Work to complete —
Retype all the entries word for word, but omit the pictures.

Records for the task —
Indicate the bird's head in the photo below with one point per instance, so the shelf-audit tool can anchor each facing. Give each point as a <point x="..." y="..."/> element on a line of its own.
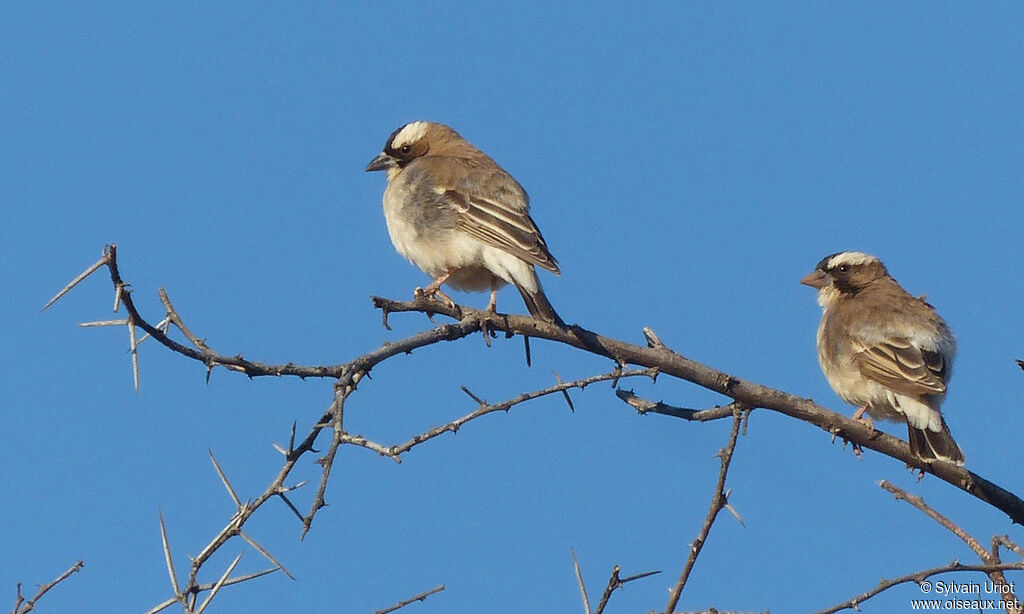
<point x="415" y="140"/>
<point x="844" y="273"/>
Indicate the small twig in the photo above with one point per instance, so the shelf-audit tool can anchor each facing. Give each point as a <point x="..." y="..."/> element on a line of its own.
<point x="918" y="577"/>
<point x="30" y="605"/>
<point x="1006" y="541"/>
<point x="204" y="587"/>
<point x="104" y="259"/>
<point x="134" y="352"/>
<point x="614" y="582"/>
<point x="644" y="406"/>
<point x="952" y="527"/>
<point x="178" y="596"/>
<point x="653" y="341"/>
<point x="421" y="597"/>
<point x="266" y="554"/>
<point x="220" y="582"/>
<point x="583" y="587"/>
<point x="718" y="501"/>
<point x="223" y="480"/>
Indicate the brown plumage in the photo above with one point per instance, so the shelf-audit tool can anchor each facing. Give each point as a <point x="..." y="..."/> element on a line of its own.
<point x="884" y="350"/>
<point x="460" y="217"/>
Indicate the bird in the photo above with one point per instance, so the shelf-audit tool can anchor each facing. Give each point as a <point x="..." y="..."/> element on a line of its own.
<point x="464" y="220"/>
<point x="884" y="350"/>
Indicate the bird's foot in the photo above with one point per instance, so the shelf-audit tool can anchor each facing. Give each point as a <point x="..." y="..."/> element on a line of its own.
<point x="866" y="420"/>
<point x="432" y="293"/>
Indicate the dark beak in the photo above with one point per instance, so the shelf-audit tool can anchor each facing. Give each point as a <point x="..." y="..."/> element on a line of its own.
<point x="815" y="278"/>
<point x="381" y="163"/>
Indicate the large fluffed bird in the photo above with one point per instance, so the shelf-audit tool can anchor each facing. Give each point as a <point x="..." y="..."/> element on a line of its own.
<point x="459" y="216"/>
<point x="885" y="351"/>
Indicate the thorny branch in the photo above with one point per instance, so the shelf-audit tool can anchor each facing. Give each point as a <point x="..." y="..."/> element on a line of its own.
<point x="750" y="394"/>
<point x="987" y="557"/>
<point x="614" y="582"/>
<point x="918" y="577"/>
<point x="421" y="597"/>
<point x="347" y="378"/>
<point x="654" y="358"/>
<point x="718" y="500"/>
<point x="24" y="607"/>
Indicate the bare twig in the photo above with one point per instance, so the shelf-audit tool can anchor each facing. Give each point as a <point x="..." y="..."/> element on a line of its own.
<point x="645" y="406"/>
<point x="220" y="582"/>
<point x="750" y="394"/>
<point x="505" y="405"/>
<point x="952" y="527"/>
<point x="583" y="586"/>
<point x="20" y="605"/>
<point x="987" y="557"/>
<point x="204" y="587"/>
<point x="103" y="260"/>
<point x="614" y="582"/>
<point x="918" y="577"/>
<point x="718" y="500"/>
<point x="421" y="597"/>
<point x="470" y="321"/>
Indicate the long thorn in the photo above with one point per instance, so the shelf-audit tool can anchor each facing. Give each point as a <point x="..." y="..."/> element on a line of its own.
<point x="77" y="280"/>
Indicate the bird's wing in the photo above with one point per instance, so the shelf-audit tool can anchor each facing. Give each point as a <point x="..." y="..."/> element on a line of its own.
<point x="902" y="366"/>
<point x="494" y="208"/>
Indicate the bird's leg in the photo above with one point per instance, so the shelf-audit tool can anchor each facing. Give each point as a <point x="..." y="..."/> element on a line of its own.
<point x="859" y="417"/>
<point x="492" y="308"/>
<point x="493" y="303"/>
<point x="434" y="290"/>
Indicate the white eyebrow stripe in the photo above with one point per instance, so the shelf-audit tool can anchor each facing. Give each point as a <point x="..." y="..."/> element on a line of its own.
<point x="851" y="259"/>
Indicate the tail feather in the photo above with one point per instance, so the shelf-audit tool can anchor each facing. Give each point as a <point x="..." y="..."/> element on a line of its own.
<point x="539" y="306"/>
<point x="930" y="445"/>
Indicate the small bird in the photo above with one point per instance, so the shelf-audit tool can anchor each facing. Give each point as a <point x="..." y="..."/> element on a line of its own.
<point x="884" y="350"/>
<point x="464" y="220"/>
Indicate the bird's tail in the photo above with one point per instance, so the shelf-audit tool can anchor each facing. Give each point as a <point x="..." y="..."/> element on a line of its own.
<point x="929" y="445"/>
<point x="539" y="306"/>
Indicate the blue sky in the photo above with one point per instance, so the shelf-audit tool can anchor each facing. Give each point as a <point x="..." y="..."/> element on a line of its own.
<point x="687" y="164"/>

Result —
Indicate the bird's head in the photo below with one point per instance, so the shelf-audit tool can anchor each facing. Give each point as a <point x="..." y="..."/> element on a line of its own.
<point x="415" y="140"/>
<point x="844" y="273"/>
Indicate the small twig in the photo above with one point per instance, so the shelf-audit tool can anchor each facing. Give each point as a <point x="..." y="..."/> element on a line of its own.
<point x="918" y="577"/>
<point x="30" y="605"/>
<point x="1006" y="541"/>
<point x="204" y="587"/>
<point x="104" y="259"/>
<point x="134" y="352"/>
<point x="614" y="582"/>
<point x="644" y="406"/>
<point x="952" y="527"/>
<point x="178" y="596"/>
<point x="653" y="341"/>
<point x="421" y="597"/>
<point x="266" y="554"/>
<point x="220" y="582"/>
<point x="583" y="587"/>
<point x="718" y="501"/>
<point x="223" y="480"/>
Indicate the brown plumage in the photo above with one point per instance, so the shelf-audit tool can anchor each facing. Give each point as a <point x="..." y="..."/> element on a line of its own.
<point x="884" y="350"/>
<point x="460" y="217"/>
Indicate the bird in the photo above with one point per instance, so the shelf-audit tool can anchor each facing. Give each point as a <point x="..." y="..."/> element on a line of its own.
<point x="464" y="220"/>
<point x="884" y="350"/>
Indicate the bird's foot in the photo above with one point per instance, so the shelf-audit tool can anchor each facing. Give each point as a <point x="..." y="..."/> element on a line of its own.
<point x="866" y="420"/>
<point x="432" y="293"/>
Indicate the dark beak in the photo above with one point per instance, so the shelf-audit tool can anchor each facing. Give each point as a <point x="..." y="..."/> element on a line of its own.
<point x="815" y="278"/>
<point x="381" y="163"/>
Indicate the large fluffed bird in the photo above with one point per instance, so the shelf-audit tool can anchor each facing. Give each point as a <point x="..." y="..."/> element on a line of its own.
<point x="459" y="216"/>
<point x="885" y="351"/>
Indicate the thorny branch in the photo above with one point per instance, so the shelf-audit tool can anchor each facing. Give each point as a <point x="..." y="..."/> element on a line of its own.
<point x="750" y="394"/>
<point x="987" y="557"/>
<point x="614" y="582"/>
<point x="918" y="577"/>
<point x="421" y="597"/>
<point x="347" y="378"/>
<point x="654" y="358"/>
<point x="718" y="500"/>
<point x="24" y="607"/>
Indicate the bare twig in the photo above with one point per instance, so the shelf-audit tool can anchor each facing. Give each point as a <point x="..." y="..."/> element on a line of its own.
<point x="645" y="406"/>
<point x="220" y="582"/>
<point x="750" y="394"/>
<point x="505" y="405"/>
<point x="952" y="527"/>
<point x="583" y="586"/>
<point x="20" y="605"/>
<point x="987" y="557"/>
<point x="204" y="587"/>
<point x="103" y="260"/>
<point x="614" y="582"/>
<point x="918" y="577"/>
<point x="718" y="500"/>
<point x="421" y="597"/>
<point x="470" y="321"/>
Indicate the long thorn in the photo above with one point per instance, so the shelf-audit tool can anchor each facing. Give each point as a <point x="..." y="..."/> element on a line of its own.
<point x="77" y="280"/>
Indicate the bird's wing in the photo above with one point per instance, so the shelf-audit tool can anchor each facing. Give each point as a <point x="..." y="..."/> element on a line of its own.
<point x="902" y="366"/>
<point x="494" y="208"/>
Indicate the bird's leg in the photo above with one point per instance, so the shelf-audit tool can anchor each facing. Give each point as a <point x="..." y="..."/> element on a line of its own.
<point x="859" y="417"/>
<point x="492" y="308"/>
<point x="493" y="303"/>
<point x="434" y="290"/>
Indicate the white eyebrow stripe in the photo above with one point per instance, so the shelf-audit tool can anchor each facing. Give each point as a <point x="..." y="..."/> element on a line of its own.
<point x="851" y="259"/>
Indicate the tail feather in the photo above with one point per instance, so the shelf-audit tool can anchor each facing. Give each point as a <point x="..." y="..."/> element on a line of its own.
<point x="539" y="306"/>
<point x="930" y="445"/>
Indicate the small bird in the photo above with one point per instance, so the shelf-audit tool can anchor each facing. Give each point as a <point x="..." y="..."/> element on a line of its own.
<point x="884" y="350"/>
<point x="464" y="220"/>
Indicate the bird's tail in the photo above with one point per instance, so the shelf-audit tool can anchor each facing. Give each point as a <point x="..." y="..."/> element on a line of its own.
<point x="929" y="445"/>
<point x="539" y="306"/>
Indicate the blue sky in the photo above with one point per instance, so the shelf-audit tool can anchor each facing. Give each point as a <point x="..." y="..."/> element on a line of its own.
<point x="687" y="164"/>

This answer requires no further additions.